Your objective:
Only the lines from the start of the entries through the line with "Target: patterned cream robe" should be returned, each exactly as it stands, and no pictures.

Stored data:

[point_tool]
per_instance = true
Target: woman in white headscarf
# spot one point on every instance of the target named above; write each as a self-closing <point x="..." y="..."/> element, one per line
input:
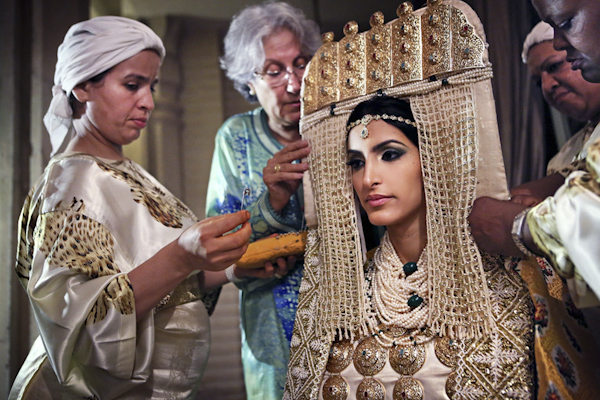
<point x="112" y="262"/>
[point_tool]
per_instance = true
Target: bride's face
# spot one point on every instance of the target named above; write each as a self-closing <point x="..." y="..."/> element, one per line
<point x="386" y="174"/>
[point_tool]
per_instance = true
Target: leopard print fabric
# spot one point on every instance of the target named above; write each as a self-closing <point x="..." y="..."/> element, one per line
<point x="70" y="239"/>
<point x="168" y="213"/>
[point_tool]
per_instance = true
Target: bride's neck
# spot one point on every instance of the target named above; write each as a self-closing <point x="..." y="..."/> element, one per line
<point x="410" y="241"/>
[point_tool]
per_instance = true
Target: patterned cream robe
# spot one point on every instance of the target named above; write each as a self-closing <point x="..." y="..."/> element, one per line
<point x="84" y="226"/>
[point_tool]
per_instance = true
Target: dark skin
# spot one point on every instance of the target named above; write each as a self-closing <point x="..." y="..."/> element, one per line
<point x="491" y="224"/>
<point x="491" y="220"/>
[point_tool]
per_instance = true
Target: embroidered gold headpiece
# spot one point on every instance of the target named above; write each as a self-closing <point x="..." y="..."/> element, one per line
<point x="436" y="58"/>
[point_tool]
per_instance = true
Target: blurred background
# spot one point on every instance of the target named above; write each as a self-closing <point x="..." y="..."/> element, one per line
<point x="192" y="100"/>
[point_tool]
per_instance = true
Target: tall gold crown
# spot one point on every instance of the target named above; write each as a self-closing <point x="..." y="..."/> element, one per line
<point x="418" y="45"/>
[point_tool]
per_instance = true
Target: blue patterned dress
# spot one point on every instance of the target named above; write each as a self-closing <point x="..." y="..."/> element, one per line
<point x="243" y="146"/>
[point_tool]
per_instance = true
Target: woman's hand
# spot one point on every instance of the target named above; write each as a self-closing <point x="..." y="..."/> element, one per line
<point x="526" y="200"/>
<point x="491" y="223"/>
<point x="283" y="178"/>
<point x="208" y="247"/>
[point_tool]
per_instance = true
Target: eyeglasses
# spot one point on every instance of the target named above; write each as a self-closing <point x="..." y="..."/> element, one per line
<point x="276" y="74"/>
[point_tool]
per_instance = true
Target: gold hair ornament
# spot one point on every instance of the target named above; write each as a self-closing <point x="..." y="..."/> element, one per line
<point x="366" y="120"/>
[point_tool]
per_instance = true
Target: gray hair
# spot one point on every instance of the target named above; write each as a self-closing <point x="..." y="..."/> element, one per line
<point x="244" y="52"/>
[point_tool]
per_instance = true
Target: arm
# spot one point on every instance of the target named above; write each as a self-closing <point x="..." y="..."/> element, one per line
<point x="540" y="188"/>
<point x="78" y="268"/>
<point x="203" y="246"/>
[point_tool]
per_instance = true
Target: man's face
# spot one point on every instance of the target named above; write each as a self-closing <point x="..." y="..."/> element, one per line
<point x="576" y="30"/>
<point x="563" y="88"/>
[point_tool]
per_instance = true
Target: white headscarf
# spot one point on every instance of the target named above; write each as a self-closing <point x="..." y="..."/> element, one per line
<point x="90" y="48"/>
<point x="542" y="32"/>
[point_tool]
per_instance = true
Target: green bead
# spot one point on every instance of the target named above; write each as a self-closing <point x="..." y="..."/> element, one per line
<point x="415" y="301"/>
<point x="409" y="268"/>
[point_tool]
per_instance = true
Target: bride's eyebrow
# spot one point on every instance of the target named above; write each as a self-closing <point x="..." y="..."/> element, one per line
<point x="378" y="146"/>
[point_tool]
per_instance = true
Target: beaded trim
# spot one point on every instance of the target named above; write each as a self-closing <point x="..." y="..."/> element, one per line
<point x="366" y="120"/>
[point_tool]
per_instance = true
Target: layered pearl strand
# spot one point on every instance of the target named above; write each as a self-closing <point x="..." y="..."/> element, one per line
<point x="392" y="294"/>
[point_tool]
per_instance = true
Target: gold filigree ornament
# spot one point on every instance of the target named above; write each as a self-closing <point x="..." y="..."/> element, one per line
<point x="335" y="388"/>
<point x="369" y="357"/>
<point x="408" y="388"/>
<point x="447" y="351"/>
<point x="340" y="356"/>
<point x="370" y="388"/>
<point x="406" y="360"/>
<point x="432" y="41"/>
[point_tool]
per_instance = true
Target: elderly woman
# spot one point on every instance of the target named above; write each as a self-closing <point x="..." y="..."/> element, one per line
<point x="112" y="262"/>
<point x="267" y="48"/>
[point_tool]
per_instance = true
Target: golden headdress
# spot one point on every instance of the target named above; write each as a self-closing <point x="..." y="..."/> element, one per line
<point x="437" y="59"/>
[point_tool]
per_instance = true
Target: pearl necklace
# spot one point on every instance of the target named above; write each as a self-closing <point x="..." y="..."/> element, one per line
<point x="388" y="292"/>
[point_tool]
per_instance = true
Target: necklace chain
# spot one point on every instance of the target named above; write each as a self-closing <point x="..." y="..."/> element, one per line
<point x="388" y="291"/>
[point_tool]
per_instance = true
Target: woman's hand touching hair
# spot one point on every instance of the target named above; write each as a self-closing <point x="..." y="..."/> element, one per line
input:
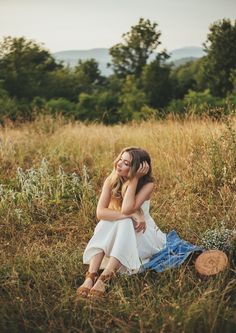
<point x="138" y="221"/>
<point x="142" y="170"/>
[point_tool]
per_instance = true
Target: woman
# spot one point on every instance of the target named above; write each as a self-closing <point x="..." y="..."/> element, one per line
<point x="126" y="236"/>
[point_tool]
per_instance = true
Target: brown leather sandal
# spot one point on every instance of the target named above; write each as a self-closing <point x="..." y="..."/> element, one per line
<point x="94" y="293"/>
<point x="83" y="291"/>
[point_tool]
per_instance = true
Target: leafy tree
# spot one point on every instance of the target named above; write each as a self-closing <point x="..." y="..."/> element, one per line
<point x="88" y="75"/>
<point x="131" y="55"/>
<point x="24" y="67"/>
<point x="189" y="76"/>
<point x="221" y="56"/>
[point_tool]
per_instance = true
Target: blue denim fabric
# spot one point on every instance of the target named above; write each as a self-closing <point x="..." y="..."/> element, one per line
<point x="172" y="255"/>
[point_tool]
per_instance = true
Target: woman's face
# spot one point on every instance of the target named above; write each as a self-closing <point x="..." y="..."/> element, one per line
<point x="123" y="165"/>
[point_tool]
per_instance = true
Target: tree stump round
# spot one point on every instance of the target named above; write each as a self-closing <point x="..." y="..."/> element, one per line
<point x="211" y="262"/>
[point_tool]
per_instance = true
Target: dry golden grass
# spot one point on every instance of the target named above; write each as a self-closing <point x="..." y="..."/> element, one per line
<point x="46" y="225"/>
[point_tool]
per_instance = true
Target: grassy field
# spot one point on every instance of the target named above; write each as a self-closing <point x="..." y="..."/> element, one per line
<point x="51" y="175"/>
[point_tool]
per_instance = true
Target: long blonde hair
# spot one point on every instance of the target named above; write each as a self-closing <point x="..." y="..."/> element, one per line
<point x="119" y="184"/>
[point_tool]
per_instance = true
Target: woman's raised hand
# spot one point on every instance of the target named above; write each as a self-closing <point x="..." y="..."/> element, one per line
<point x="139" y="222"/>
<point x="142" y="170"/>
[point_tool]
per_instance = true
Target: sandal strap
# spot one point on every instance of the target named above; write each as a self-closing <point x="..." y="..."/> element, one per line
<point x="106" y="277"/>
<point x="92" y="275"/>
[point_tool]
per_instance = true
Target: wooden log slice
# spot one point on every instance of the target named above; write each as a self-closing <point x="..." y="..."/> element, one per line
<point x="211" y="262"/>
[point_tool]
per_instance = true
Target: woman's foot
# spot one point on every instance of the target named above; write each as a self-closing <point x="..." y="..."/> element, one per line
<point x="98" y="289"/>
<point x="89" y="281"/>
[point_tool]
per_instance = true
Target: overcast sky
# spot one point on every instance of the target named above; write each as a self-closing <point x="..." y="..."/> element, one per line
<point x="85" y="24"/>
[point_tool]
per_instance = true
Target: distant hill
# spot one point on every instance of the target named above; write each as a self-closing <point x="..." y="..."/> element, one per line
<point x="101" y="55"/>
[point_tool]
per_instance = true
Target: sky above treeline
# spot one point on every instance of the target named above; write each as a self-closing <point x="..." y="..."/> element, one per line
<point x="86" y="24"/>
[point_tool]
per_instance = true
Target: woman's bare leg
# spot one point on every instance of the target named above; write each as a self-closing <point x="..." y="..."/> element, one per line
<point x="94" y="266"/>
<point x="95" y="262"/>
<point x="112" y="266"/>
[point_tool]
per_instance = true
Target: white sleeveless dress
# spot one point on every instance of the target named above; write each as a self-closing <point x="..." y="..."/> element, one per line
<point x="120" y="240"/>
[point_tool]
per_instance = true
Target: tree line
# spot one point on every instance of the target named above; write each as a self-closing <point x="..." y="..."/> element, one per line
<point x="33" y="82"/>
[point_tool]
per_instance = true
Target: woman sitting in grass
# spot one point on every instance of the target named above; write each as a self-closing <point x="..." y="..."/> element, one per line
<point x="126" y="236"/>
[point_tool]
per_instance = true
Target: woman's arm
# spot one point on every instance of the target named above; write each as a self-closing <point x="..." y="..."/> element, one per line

Output for this task:
[point_tool]
per_instance = true
Target: woman in white headscarf
# spot one point on every instance of the target named above; write each as a self-closing <point x="..." y="..."/> element, one per line
input:
<point x="112" y="262"/>
[point_tool]
per_instance = true
Target: bride's face
# spot one point on every instance of the target named above; write each as a self-closing <point x="..." y="..."/> element, one per line
<point x="386" y="174"/>
[point_tool]
per_instance = true
Target: leopard print fabric
# spot one point on every instance of the target named above; write each as a self-closing <point x="..." y="..."/> element, one per line
<point x="70" y="239"/>
<point x="168" y="213"/>
[point_tool]
per_instance = true
Target: bride's neck
# spot one point on every instance of the target named above; write each as a self-closing <point x="..." y="..."/> element, one per line
<point x="410" y="241"/>
[point_tool]
per_instance = true
Target: patterned cream robe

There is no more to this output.